>> Begin Document extract

Corporate social responsibility (CSR) is increasingly important to business, including professional team sport organisations. Scholars focusing on CSR in sport have generally examined content-related issues such as implementation, motives or outcomes. The purpose of this paper is to add to that body of knowledge by focusing on process-related issues. Specifically, we explore the decision-making process used in relation to CSR-related programmes in the charitable foundations of the English football clubs.

Research methods:
Employing a grounded theory method and drawing on the analysis and synthesis of 32 interviews and 25 organisational documents, this research explored managerial decision-making with regard to CSR in English football.

Results and findings:
The findings reveal that decision-making consists of four simultaneous micro-social processes (‘harmonising’, ‘safeguarding’, ‘manoeuvring’ and ‘transcending’) that form the platform upon which the managers in the charitable foundations of the English football clubs make decisions. These four micro-social processes together represent assessable transcendence; a process that is fortified by passion, contingent on trust, sustained by communication and substantiated by factual performance enables CSR formulation and implementation in this organisational context.

Implications:
The significance of this study for the sport management literature is threefold: (1) it focuses on the individual level of analysis, (2) it shifts the focus of the scholarly activity away from CSR content-based research towards more processoriented approaches and (3) it adds to the limited number of studies that have utilised grounded theory in a rounded manner.

>> End Document extract
>> Begin Stored data

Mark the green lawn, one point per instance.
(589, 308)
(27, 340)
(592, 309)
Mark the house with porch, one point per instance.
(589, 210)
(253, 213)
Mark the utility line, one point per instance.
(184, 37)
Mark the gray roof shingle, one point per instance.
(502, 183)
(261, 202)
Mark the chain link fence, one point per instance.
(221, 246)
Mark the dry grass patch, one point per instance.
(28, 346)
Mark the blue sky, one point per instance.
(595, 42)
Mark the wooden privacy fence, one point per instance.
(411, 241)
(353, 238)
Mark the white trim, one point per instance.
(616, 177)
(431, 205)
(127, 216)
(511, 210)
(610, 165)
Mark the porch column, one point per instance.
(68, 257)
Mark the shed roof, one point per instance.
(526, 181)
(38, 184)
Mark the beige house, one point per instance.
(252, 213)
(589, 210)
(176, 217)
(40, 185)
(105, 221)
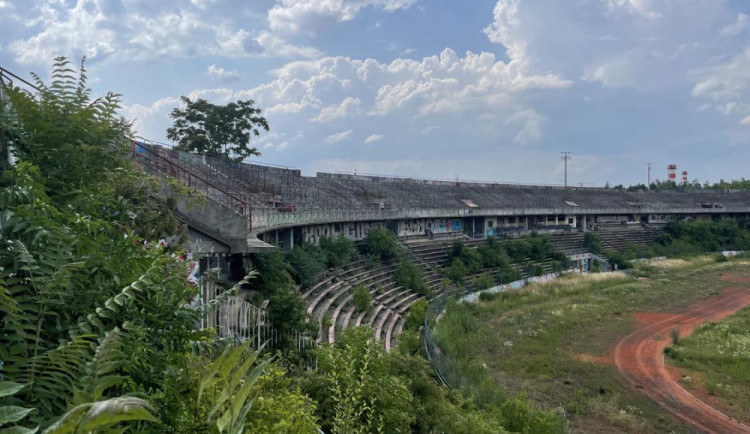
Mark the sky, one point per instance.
(489, 90)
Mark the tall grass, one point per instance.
(527, 340)
(720, 354)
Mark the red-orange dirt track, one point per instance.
(639, 357)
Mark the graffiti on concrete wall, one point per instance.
(354, 231)
(422, 226)
(611, 218)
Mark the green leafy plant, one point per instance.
(89, 417)
(12, 414)
(211, 129)
(231, 380)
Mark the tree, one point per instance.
(226, 130)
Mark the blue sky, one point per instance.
(486, 89)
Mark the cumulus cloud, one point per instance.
(737, 27)
(642, 44)
(726, 85)
(308, 16)
(101, 30)
(644, 8)
(221, 73)
(530, 131)
(373, 138)
(338, 137)
(348, 107)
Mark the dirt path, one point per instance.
(639, 357)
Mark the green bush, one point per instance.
(380, 243)
(592, 242)
(409, 276)
(456, 272)
(307, 263)
(337, 251)
(484, 281)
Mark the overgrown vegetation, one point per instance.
(716, 357)
(95, 324)
(546, 340)
(409, 276)
(217, 130)
(381, 244)
(97, 333)
(497, 260)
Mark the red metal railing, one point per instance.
(187, 173)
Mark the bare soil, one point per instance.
(639, 357)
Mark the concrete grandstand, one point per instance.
(255, 207)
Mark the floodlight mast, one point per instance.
(566, 156)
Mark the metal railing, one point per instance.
(236, 319)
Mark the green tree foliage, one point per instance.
(409, 276)
(95, 416)
(484, 281)
(362, 298)
(471, 258)
(13, 414)
(456, 272)
(275, 283)
(73, 267)
(74, 140)
(354, 390)
(338, 251)
(280, 407)
(217, 130)
(307, 263)
(230, 381)
(380, 243)
(592, 242)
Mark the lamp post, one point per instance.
(566, 156)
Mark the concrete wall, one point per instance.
(312, 234)
(437, 226)
(209, 219)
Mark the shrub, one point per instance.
(488, 296)
(456, 272)
(484, 281)
(675, 334)
(307, 263)
(592, 242)
(337, 251)
(409, 276)
(362, 298)
(380, 243)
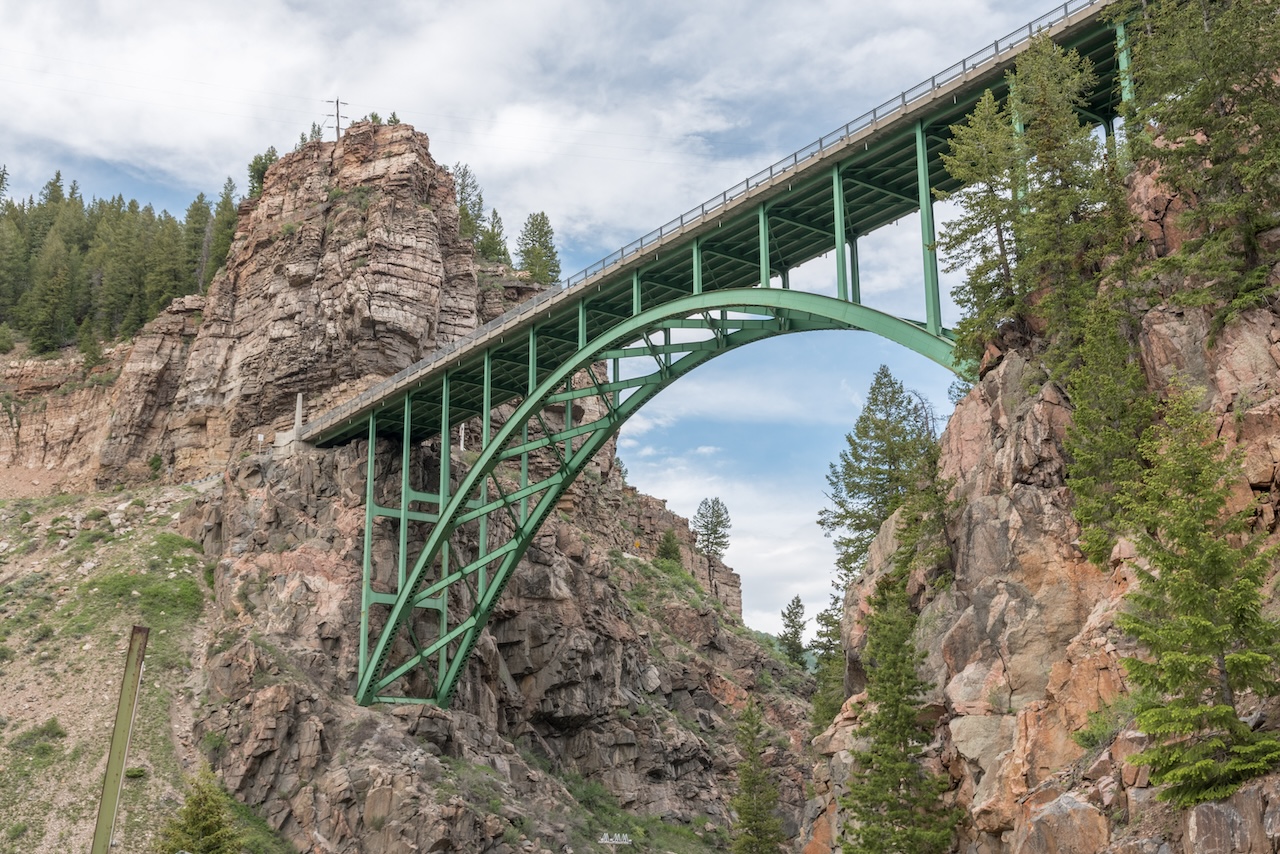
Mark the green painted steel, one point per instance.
(119, 750)
(657, 309)
(549, 460)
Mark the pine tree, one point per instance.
(470, 197)
(492, 243)
(225, 217)
(986, 159)
(758, 829)
(197, 229)
(877, 469)
(892, 802)
(88, 346)
(1198, 612)
(257, 168)
(1111, 409)
(165, 274)
(668, 547)
(46, 309)
(1206, 101)
(204, 823)
(828, 652)
(13, 266)
(711, 525)
(791, 638)
(535, 247)
(1034, 223)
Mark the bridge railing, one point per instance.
(997, 49)
(886, 110)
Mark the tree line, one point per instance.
(96, 270)
(535, 246)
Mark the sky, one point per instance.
(611, 117)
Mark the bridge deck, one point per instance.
(789, 208)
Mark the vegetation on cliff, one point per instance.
(1198, 611)
(892, 805)
(1056, 264)
(100, 269)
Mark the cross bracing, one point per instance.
(542, 388)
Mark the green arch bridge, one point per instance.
(572, 364)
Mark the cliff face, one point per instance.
(346, 269)
(592, 667)
(1022, 643)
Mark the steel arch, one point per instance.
(721, 322)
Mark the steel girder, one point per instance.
(443, 597)
(671, 302)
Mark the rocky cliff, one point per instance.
(602, 695)
(1019, 630)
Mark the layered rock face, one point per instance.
(1019, 631)
(589, 667)
(344, 270)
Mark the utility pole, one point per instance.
(337, 118)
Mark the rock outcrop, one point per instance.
(1020, 636)
(592, 667)
(344, 270)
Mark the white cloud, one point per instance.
(612, 118)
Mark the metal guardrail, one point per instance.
(995, 51)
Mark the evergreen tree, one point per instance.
(46, 307)
(791, 638)
(1065, 231)
(224, 231)
(986, 159)
(711, 525)
(13, 266)
(1198, 612)
(88, 346)
(204, 823)
(876, 470)
(165, 274)
(535, 247)
(1034, 222)
(758, 829)
(257, 168)
(1207, 104)
(492, 242)
(828, 653)
(197, 229)
(668, 547)
(1111, 409)
(892, 802)
(470, 197)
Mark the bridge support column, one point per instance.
(1123, 62)
(837, 201)
(855, 282)
(698, 265)
(764, 247)
(932, 301)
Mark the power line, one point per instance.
(338, 118)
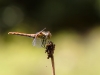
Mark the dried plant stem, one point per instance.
(53, 64)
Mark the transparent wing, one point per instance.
(37, 42)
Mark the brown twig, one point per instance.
(50, 47)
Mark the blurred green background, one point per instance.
(75, 28)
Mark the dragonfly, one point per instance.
(39, 39)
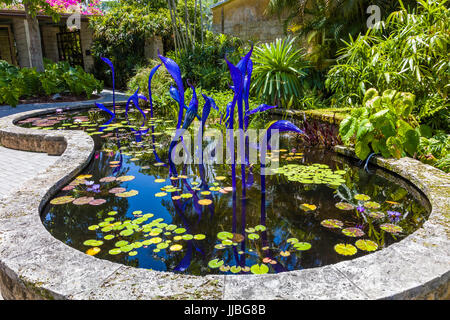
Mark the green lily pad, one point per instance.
(372, 205)
(224, 235)
(260, 228)
(259, 269)
(93, 243)
(345, 249)
(332, 223)
(121, 243)
(344, 206)
(353, 232)
(115, 251)
(366, 245)
(235, 269)
(391, 228)
(362, 197)
(302, 246)
(253, 236)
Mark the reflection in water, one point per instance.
(263, 214)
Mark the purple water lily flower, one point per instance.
(394, 216)
(95, 188)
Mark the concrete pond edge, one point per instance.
(35, 265)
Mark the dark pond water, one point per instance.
(196, 224)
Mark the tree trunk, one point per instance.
(34, 41)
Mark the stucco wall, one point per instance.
(20, 35)
(246, 20)
(50, 47)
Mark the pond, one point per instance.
(319, 208)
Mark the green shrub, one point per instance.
(408, 52)
(205, 66)
(385, 125)
(59, 77)
(278, 72)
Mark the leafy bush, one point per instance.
(279, 68)
(407, 52)
(435, 150)
(59, 77)
(205, 66)
(385, 125)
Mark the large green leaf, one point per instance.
(411, 143)
(362, 150)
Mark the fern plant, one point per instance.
(385, 125)
(279, 69)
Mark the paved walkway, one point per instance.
(106, 96)
(20, 166)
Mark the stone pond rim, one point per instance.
(35, 265)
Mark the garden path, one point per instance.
(19, 166)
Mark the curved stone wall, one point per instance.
(34, 265)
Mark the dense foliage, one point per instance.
(279, 69)
(59, 77)
(408, 52)
(120, 35)
(205, 65)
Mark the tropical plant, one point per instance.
(58, 77)
(385, 125)
(279, 68)
(407, 52)
(435, 150)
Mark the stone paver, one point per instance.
(106, 96)
(19, 166)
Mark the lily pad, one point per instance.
(353, 232)
(308, 207)
(204, 202)
(366, 245)
(344, 206)
(97, 202)
(302, 246)
(260, 228)
(117, 190)
(376, 215)
(371, 205)
(362, 197)
(93, 251)
(62, 200)
(345, 249)
(391, 228)
(259, 269)
(125, 178)
(224, 235)
(127, 194)
(176, 247)
(332, 223)
(253, 236)
(160, 194)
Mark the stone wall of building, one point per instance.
(50, 46)
(21, 35)
(86, 43)
(246, 19)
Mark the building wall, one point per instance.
(50, 47)
(21, 35)
(245, 19)
(86, 43)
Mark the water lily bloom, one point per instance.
(95, 188)
(394, 216)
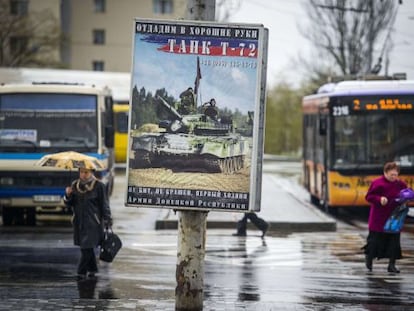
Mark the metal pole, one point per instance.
(192, 225)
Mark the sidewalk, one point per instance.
(282, 209)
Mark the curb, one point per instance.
(276, 227)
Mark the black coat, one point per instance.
(91, 213)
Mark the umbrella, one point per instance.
(70, 160)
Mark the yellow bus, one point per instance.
(350, 129)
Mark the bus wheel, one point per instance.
(315, 200)
(7, 215)
(30, 216)
(331, 210)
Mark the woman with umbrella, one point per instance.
(91, 214)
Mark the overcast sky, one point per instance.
(283, 18)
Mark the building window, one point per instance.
(18, 45)
(99, 36)
(163, 6)
(19, 7)
(98, 65)
(100, 6)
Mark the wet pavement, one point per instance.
(304, 270)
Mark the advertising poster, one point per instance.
(196, 115)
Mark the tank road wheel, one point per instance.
(141, 160)
(221, 165)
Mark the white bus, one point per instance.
(39, 119)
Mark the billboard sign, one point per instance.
(196, 115)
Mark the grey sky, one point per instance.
(282, 17)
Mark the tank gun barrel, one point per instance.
(169, 107)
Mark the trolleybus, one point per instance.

>> End Stored data

Actions to take:
1. According to the abstract on CSR in English football, how many interviews did the research analyze?
2. Revise the CSR abstract, starting with "Corporate social responsibility" and going on through "in English football.", so that "community trusts" takes the place of "charitable foundations".

Outputs for the tasks:
1. 32 interviews

2.
Corporate social responsibility (CSR) is increasingly important to business, including professional team sport organisations. Scholars focusing on CSR in sport have generally examined content-related issues such as implementation, motives or outcomes. The purpose of this paper is to add to that body of knowledge by focusing on process-related issues. Specifically, we explore the decision-making process used in relation to CSR-related programmes in the community trusts of the English football clubs.

Research methods:
Employing a grounded theory method and drawing on the analysis and synthesis of 32 interviews and 25 organisational documents, this research explored managerial decision-making with regard to CSR in English football.